B. PERJUICIOS DE LA LENGUA

«Pues bien, la lengua es fuego con una fuerza inmensa para el mal: instalada en medio de nuestros miembros, puede contaminar a la persona entera y, atizada por los poderes del infierno, es capaz de arrasar el curso entero de la existencia. El ser humano ha domado y sigue domando a toda clase de fieras, aves, reptiles y animales marinos. Sin embargo, es incapaz de domeñar su lengua, que es incontrolable, dañina y está repleta de veneno mortal.» (vv. 6-8)

Como dijimos anteriormente, la lengua posee un poder incalculable para hacer el mal. No tener cuidado con lo que se dice o escribe, cómo se dice, cuándo se dice, a quién se dice y porqué se dice, puede llevarnos a una suerte de infierno en la tierra.

Me figuro que ya habréis pasado por este trance en alguna ocasión, bien como ofensores o bien como ofendidos. En el preciso instante en el que nos pierde la sinhueso, podemos echar por tierra toda una vida de testimonio, toda una trayectoria de honradez y educación, y todo un estilo de vida sensato y prudente. Solo una palabra dicha o publicada de mala manera, con displicencia, con disgusto, con mala cara, con retintín, con ironía dañina o con la intención de poner el dedo en la llaga, es capaz de asesinar emocional y espiritualmente a una persona.

• Contenido de datos
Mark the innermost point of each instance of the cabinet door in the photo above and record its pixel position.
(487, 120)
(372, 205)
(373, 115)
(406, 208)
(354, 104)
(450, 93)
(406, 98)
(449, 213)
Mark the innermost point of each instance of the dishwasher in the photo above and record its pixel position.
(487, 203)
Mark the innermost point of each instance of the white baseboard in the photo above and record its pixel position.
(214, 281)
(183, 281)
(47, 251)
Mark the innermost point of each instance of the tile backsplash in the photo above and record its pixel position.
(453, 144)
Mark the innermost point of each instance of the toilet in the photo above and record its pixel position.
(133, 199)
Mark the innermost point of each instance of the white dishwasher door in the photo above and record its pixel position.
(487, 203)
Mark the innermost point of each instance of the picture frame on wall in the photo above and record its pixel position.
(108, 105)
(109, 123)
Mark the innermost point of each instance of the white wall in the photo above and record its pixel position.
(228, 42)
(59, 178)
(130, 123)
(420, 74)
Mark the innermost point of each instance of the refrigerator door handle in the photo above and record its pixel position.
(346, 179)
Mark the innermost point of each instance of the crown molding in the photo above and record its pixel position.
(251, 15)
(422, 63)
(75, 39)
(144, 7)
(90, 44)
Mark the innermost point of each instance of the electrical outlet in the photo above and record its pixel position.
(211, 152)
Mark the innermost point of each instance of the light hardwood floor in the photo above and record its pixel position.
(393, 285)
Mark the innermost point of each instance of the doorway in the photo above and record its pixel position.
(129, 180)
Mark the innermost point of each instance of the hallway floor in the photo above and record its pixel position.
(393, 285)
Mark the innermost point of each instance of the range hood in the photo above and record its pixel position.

• Tareas
A: Enumera las clases de animales que, según el texto sobre los perjuicios de la lengua, el ser humano ha domado.
B: Transcribe sin cambios el fragmento del texto sobre los perjuicios de la lengua que comienza en "Me figuro que" y acaba en "a una persona.".
C: Prosigue el texto sobre los perjuicios de la lengua a partir de su última oración.
El listado proviene de una fuente distinta.

• Respuestas finales
A: Fieras, aves, reptiles y animales marinos.

B:
Me figuro que ya habréis pasado por este trance en alguna ocasión, bien como ofensores o bien como ofendidos. En el preciso instante en el que nos pierde la sinhueso, podemos echar por tierra toda una vida de testimonio, toda una trayectoria de honradez y educación, y todo un estilo de vida sensato y prudente. Solo una palabra dicha o publicada de mala manera, con displicencia, con disgusto, con mala cara, con retintín, con ironía dañina o con la intención de poner el dedo en la llaga, es capaz de asesinar emocional y espiritualmente a una persona.

C:
El propio Jesús habla acerca de esto en los evangelios cuando se refiere al homicidio interior, al emplear expresiones e insultos como «fatuo», «donnadie» o «traidor» para apuñalar la autoestima y la dignidad del prójimo: «El que se enemiste con su hermano, será llevado a juicio; el que lo insulte será llevado ante el Consejo Supremo, y el que lo injurie gravemente se hará merecedor del fuego de la gehena.» (Mateo 5:22).

Arrancarnos la lengua no servirá de nada o amputarnos los pulgares y los índices, pero sí tal vez mordérnosla alguna vez que otra para no incurrir en desatar los poderes infernales en la tierra o en la iglesia, o meter las manos en los bolsillos para contar hasta cien y calmar nuestro corazón desbocado.

Las palabras, al fin y al cabo, son la verbalización sonora o escrita de aquello que hay en nuestro interior, en nuestra alma y corazón. Ya lo dijo Jesús, que de la abundancia del corazón habla la boca (Mateo 12:34), y dependiendo de si esa abundancia es positiva o negativa, sabremos que las palabras dichas son solo el resultado de la contaminación interior que el pecado ha propiciado. Si hay avaricia, así hablaremos egoístamente. Si hay codicia, hablaremos con envidia y malicia. Si existe odio, nuestras palabras serán mazos contundentes y navajas afiladas.

Nuestras palabras suelen decir mucho de nosotros mismos, de aquello en lo que realmente depositamos nuestra fe y entrega. Las palabras y la lengua mal gestionadas al margen de lo que la Biblia señala al respecto son un peligro y una amenaza a la paz, la felicidad y la concordia en cualquier entorno, sociedad y cultura.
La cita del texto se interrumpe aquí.